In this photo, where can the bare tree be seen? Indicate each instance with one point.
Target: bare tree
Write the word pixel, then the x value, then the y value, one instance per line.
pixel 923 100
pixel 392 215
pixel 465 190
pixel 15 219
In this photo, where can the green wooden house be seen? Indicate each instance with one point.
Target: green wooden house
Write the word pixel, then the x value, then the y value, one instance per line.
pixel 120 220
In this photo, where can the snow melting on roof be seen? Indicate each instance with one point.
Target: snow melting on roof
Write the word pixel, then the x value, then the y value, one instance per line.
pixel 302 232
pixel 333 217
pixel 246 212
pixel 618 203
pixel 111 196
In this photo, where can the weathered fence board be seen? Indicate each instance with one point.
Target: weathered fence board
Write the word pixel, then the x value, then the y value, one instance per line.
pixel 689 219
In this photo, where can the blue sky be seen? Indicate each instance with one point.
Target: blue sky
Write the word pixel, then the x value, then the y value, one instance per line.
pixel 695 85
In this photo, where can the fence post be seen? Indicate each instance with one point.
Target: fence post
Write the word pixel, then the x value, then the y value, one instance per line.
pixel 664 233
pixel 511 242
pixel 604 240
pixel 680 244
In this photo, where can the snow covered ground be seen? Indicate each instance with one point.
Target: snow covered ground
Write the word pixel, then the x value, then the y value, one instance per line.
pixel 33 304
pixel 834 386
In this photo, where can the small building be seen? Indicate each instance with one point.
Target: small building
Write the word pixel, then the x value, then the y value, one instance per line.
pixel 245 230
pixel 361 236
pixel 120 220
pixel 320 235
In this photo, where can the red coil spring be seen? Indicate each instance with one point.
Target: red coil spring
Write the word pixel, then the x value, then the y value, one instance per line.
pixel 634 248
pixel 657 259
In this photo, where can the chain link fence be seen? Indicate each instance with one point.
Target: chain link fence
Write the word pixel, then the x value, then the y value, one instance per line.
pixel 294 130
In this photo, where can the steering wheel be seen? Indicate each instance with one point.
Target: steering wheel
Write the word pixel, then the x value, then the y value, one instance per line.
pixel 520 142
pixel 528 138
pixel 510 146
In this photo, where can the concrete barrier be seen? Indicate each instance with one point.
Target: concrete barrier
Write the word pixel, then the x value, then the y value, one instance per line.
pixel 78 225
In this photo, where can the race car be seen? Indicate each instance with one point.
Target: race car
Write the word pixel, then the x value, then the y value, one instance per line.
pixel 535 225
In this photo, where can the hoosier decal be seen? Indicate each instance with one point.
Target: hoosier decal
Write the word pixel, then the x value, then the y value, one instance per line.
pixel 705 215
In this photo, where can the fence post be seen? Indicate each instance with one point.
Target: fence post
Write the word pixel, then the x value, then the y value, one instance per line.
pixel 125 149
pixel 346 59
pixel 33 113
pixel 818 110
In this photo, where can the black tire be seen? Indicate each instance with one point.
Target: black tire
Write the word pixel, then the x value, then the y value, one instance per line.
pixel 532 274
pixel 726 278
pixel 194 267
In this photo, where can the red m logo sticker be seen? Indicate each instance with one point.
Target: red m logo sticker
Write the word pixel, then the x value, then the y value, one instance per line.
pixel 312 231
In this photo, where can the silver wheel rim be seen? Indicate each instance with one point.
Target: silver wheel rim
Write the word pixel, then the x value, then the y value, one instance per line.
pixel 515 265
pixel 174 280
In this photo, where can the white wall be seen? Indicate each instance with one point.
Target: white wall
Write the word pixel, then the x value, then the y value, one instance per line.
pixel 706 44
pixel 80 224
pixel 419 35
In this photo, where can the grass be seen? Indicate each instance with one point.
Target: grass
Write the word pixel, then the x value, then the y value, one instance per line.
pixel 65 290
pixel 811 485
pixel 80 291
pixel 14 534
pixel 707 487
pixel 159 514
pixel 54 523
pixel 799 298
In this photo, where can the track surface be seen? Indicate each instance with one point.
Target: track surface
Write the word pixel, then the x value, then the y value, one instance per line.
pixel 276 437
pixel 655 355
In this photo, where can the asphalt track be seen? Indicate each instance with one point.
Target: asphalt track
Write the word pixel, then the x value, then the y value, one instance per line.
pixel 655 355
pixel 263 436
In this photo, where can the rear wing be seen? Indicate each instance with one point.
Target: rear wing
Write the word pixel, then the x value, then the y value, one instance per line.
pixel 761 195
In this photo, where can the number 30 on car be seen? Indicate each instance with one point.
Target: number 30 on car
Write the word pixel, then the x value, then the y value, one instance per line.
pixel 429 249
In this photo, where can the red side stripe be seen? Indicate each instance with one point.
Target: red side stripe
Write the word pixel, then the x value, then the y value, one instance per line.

◆ ◆ ◆ ◆ ◆ ◆ ◆

__Brief__: Every record above must be printed again exactly.

__Answer to the exercise__:
In this photo, where can the bare tree be seen? Indicate each instance with one point.
Target: bare tree
Write the word pixel, then the x value, then the y value, one instance per line.
pixel 923 100
pixel 392 215
pixel 465 190
pixel 15 219
In this photo, where can the green wooden house be seen? Indicate each instance with one point.
Target: green wooden house
Write the word pixel, then the x value, then the y value, one instance per line.
pixel 120 220
In this photo, where can the snow melting on roof be seen? Indicate each instance with one point.
Target: snow melting on roof
Write the word pixel, then the x value, then the y value, one instance per line.
pixel 302 232
pixel 333 217
pixel 246 212
pixel 618 203
pixel 111 196
In this photo, where can the weathered fence board be seen? Indicate each instance with one point.
Target: weathered fence board
Write the word pixel, then the x value, then the y value, one instance per line.
pixel 689 219
In this photo, where can the blue sky be seen? Indicate each instance with one point.
Target: blue sky
Write the word pixel, then the x value, then the y value, one instance per line.
pixel 695 85
In this photo, where can the fence post be seen? Indicate each instance with one point.
Target: fence post
Write the word pixel, then the x value, then the y value, one instance per line.
pixel 664 233
pixel 511 242
pixel 604 240
pixel 680 244
In this photo, where can the snow covered ground be seen? Indicate each instance with one point.
Target: snow covered ground
Write the word pixel, then the x value, then the y value, one instance per line.
pixel 33 304
pixel 834 386
In this photo, where can the small building be seen? Indicate each instance with one point.
Target: small building
Write the word pixel, then the x value, then the y value, one instance per line.
pixel 245 230
pixel 361 236
pixel 120 220
pixel 320 235
In this photo, where can the red coil spring be seen? Indicate each instance with one point.
Target: red coil spring
Write the word pixel, then the x value, then the y value, one instance per line.
pixel 634 248
pixel 657 259
In this photo, where can the chain link fence be seen? Indicate each instance with one point.
Target: chain link fence
Write the word pixel, then the x value, then the y value, one instance per line.
pixel 294 130
In this photo, where can the steering wheel be seen? Indicate each instance with one point.
Target: steering wheel
Write the word pixel, then the x value, then the y value, one instance per line.
pixel 520 142
pixel 528 138
pixel 510 146
In this photo, where can the concrete barrier be seen? Indicate each instance with one point.
Target: concrete barrier
Write the word pixel, then the x value, then the y value, one instance per line.
pixel 78 225
In this photo, where can the race car be seen? Indicate each instance with one point.
Target: race car
Write the word pixel, then the x value, then the y value, one instance per line.
pixel 535 225
In this photo, where can the hoosier decal be seen? Indicate each instance with one point.
Target: hoosier decal
Write the word pixel, then the x value, then the y value, one instance per line.
pixel 705 215
In this photo, where can the fence post be seen? Indicate each instance with one point.
Target: fence post
Write the word pixel, then the x value, then the y value, one instance per line.
pixel 125 149
pixel 346 59
pixel 33 113
pixel 818 110
In this photo, where can the black tire be seen? Indicate each instance with one point.
Target: black tire
Write the word pixel, then the x value, then the y value, one instance per line.
pixel 532 274
pixel 726 278
pixel 194 267
In this photo, where can the red m logo sticker be seen? Indicate each instance with one point.
Target: red m logo sticker
Write the word pixel, then the x value, then the y value, one instance per line.
pixel 312 231
In this photo, where can the silver wheel rim be seen? Indicate each instance with one point.
Target: silver wheel rim
Write the word pixel, then the x value, then the y value, one instance per line.
pixel 515 265
pixel 174 280
In this photo, where can the white wall be seen? Indicate each instance with one point.
Target: white wall
Write the word pixel, then the x value, then the y value, one instance per line.
pixel 706 44
pixel 80 224
pixel 419 35
In this photo, where can the grass be seen? Indicate each instance with one point.
Target: grass
Write the word pixel, then the x value, then the y value, one instance per line.
pixel 65 290
pixel 811 485
pixel 80 291
pixel 14 534
pixel 707 487
pixel 159 514
pixel 54 523
pixel 799 298
In this photo, where can the track surface be seen? Indicate each instance with one point.
Target: track surface
Write the word pixel, then the x value, then the y value, one instance per line.
pixel 276 437
pixel 655 355
In this photo, where can the asphalt track be seen? Indicate each instance with one point.
Target: asphalt track
Write the word pixel, then the x value, then the y value, one instance per line.
pixel 655 355
pixel 263 436
In this photo, where can the rear wing be seen? Indicate each instance with one point.
Target: rear wing
Write the word pixel, then the x value, then the y value, one instance per line.
pixel 761 195
In this photo, where can the number 30 on car be seen? Indicate each instance with one point.
Target: number 30 on car
Write the word pixel, then the x value, then the y value, one instance per line.
pixel 429 249
In this photo, where can the red side stripe be seen? Indicate each instance with one point.
Target: red side stripe
Write the word pixel, then the x value, then the y value, one instance per line.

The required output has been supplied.